WORK INSTRUCTIONS. Please state how many lines below contain the word "brown", and reply with that number alone.

GIVEN RECORDS.
<<<<
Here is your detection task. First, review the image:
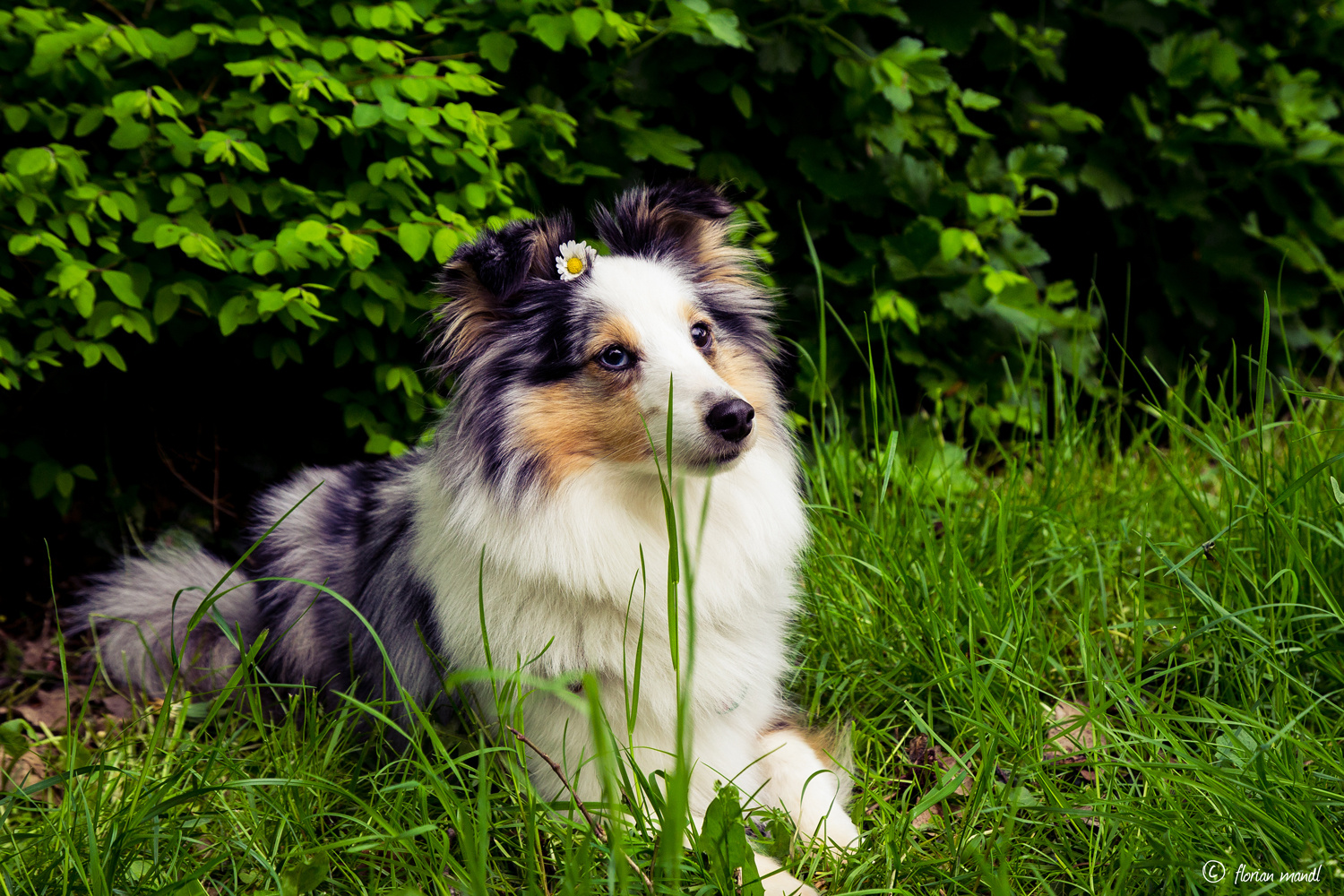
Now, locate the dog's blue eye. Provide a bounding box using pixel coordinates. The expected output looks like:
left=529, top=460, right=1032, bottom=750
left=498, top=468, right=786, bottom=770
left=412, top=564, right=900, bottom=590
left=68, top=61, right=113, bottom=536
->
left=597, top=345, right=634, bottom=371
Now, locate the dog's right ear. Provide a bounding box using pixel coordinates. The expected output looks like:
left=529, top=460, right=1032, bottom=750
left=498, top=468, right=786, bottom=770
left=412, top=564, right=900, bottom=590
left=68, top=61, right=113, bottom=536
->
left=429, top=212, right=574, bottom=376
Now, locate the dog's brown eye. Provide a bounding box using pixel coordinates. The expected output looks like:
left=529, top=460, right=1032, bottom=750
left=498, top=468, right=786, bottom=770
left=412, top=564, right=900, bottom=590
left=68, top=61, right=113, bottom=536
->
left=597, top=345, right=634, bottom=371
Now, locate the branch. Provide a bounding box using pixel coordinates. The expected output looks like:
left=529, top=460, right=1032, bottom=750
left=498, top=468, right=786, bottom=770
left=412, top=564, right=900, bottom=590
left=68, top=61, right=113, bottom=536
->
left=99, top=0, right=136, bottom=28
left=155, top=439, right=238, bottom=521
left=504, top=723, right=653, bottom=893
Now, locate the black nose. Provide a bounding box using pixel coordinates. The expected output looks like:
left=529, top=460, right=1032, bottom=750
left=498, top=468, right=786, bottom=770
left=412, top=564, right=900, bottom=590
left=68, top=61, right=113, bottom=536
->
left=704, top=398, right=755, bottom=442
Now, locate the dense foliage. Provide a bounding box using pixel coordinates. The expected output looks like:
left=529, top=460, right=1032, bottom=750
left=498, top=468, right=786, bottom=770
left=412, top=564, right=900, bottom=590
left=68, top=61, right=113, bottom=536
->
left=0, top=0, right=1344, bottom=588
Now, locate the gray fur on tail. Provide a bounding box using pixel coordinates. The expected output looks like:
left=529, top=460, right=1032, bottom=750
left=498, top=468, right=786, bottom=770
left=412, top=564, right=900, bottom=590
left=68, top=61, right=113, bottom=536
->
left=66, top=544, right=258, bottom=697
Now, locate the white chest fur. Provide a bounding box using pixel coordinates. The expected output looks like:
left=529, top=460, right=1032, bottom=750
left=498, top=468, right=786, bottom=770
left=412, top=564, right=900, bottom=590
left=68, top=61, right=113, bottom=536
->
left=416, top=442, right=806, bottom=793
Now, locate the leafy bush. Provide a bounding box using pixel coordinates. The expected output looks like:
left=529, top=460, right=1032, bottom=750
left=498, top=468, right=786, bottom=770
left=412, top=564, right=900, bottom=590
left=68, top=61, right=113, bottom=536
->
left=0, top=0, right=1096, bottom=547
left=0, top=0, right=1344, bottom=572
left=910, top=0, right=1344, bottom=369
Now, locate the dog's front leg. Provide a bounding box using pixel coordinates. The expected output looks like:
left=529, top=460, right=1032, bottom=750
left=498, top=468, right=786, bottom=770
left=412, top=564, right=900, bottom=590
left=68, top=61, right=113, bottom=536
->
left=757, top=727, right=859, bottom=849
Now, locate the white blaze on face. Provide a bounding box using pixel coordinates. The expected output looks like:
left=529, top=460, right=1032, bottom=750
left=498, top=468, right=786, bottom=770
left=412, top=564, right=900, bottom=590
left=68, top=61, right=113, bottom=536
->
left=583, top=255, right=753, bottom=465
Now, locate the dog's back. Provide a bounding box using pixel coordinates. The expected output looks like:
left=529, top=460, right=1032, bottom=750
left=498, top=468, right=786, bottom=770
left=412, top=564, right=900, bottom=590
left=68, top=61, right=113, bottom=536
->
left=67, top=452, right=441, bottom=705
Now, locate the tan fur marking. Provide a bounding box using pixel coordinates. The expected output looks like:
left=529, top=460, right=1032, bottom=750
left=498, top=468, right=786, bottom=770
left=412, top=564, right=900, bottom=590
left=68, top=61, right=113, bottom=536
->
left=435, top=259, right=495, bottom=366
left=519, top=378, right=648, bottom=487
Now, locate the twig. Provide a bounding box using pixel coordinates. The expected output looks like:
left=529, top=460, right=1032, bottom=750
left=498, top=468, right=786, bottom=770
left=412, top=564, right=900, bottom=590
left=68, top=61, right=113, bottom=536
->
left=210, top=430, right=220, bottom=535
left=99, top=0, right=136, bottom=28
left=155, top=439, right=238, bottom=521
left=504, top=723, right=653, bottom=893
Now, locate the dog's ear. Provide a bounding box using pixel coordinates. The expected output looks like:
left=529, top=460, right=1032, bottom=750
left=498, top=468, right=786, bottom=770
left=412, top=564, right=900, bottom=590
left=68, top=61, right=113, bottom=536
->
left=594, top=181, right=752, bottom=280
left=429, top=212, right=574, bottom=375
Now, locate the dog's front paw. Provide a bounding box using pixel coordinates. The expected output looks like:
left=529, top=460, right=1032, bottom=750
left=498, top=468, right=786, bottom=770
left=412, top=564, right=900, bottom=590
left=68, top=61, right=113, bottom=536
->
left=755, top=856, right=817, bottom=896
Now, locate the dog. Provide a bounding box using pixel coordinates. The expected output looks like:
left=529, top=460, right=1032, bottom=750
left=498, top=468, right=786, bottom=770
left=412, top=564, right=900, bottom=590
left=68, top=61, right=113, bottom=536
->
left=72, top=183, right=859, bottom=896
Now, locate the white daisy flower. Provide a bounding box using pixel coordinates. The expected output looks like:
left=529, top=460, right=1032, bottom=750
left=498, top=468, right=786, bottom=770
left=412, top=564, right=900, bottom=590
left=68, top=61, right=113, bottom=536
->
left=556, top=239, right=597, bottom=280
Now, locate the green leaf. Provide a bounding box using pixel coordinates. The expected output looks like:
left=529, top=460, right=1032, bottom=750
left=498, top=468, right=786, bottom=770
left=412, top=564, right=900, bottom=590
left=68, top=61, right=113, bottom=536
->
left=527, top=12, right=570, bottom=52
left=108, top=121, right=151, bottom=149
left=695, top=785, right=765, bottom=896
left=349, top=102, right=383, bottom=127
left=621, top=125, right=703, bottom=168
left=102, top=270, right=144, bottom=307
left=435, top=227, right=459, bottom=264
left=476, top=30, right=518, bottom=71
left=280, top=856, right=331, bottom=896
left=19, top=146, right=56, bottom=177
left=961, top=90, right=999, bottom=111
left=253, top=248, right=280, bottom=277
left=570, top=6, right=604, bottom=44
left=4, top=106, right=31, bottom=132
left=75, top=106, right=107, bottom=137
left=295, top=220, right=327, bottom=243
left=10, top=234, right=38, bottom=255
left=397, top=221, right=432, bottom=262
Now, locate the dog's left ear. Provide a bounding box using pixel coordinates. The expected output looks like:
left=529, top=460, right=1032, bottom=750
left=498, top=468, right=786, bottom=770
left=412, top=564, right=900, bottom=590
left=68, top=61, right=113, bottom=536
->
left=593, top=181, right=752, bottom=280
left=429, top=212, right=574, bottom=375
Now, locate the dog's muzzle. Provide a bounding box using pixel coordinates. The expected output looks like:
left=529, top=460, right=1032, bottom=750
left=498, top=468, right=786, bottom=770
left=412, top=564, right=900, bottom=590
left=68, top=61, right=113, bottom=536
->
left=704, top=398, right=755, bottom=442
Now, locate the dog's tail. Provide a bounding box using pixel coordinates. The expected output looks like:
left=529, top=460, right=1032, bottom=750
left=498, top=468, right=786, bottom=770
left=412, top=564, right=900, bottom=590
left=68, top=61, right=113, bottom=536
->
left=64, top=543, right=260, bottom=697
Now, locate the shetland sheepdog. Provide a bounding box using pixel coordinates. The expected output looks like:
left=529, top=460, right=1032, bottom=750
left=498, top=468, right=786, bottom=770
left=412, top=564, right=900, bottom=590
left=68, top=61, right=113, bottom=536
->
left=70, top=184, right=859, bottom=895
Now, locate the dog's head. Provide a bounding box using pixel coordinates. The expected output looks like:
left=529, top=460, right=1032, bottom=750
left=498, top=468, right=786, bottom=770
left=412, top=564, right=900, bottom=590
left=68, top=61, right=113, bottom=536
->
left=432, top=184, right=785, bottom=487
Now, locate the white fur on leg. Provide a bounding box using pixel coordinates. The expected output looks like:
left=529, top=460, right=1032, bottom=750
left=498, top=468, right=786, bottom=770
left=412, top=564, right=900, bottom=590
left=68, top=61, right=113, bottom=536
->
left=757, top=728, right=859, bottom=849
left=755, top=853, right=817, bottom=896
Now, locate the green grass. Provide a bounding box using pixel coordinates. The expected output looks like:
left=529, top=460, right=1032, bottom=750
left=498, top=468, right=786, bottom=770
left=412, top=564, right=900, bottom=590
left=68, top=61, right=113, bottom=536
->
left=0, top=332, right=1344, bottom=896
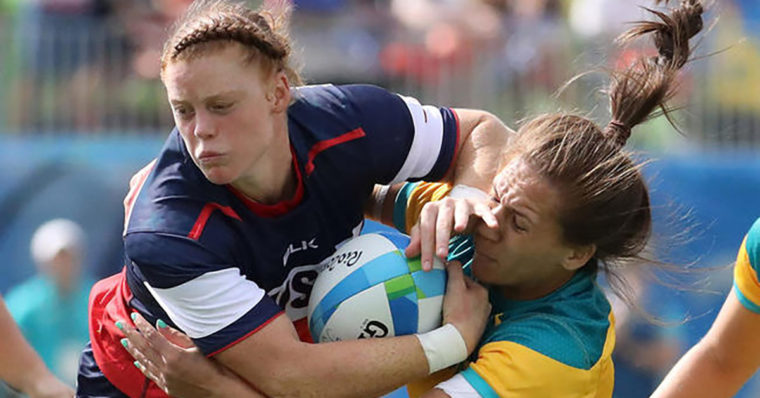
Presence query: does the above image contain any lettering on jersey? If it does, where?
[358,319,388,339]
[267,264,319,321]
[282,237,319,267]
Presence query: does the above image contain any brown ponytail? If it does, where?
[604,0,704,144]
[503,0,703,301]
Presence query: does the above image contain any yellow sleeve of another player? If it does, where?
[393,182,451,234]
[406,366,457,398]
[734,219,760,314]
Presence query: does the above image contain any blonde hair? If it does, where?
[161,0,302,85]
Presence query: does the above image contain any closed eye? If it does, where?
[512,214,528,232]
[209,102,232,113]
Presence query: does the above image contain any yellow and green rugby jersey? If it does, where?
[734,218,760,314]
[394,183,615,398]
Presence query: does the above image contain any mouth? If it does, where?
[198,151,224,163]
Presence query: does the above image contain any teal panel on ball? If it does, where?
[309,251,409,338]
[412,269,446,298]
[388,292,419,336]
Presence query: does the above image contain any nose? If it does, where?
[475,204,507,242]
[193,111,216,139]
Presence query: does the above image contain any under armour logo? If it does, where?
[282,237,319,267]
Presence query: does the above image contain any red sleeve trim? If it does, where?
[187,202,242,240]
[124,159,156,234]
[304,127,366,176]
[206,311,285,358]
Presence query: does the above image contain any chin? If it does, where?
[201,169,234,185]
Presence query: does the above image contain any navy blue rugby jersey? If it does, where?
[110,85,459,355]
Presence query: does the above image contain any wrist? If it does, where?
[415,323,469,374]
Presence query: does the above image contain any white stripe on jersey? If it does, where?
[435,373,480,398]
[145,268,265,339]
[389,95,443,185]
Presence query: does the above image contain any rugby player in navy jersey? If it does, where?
>>>>
EXERCISE RESPONSE. 2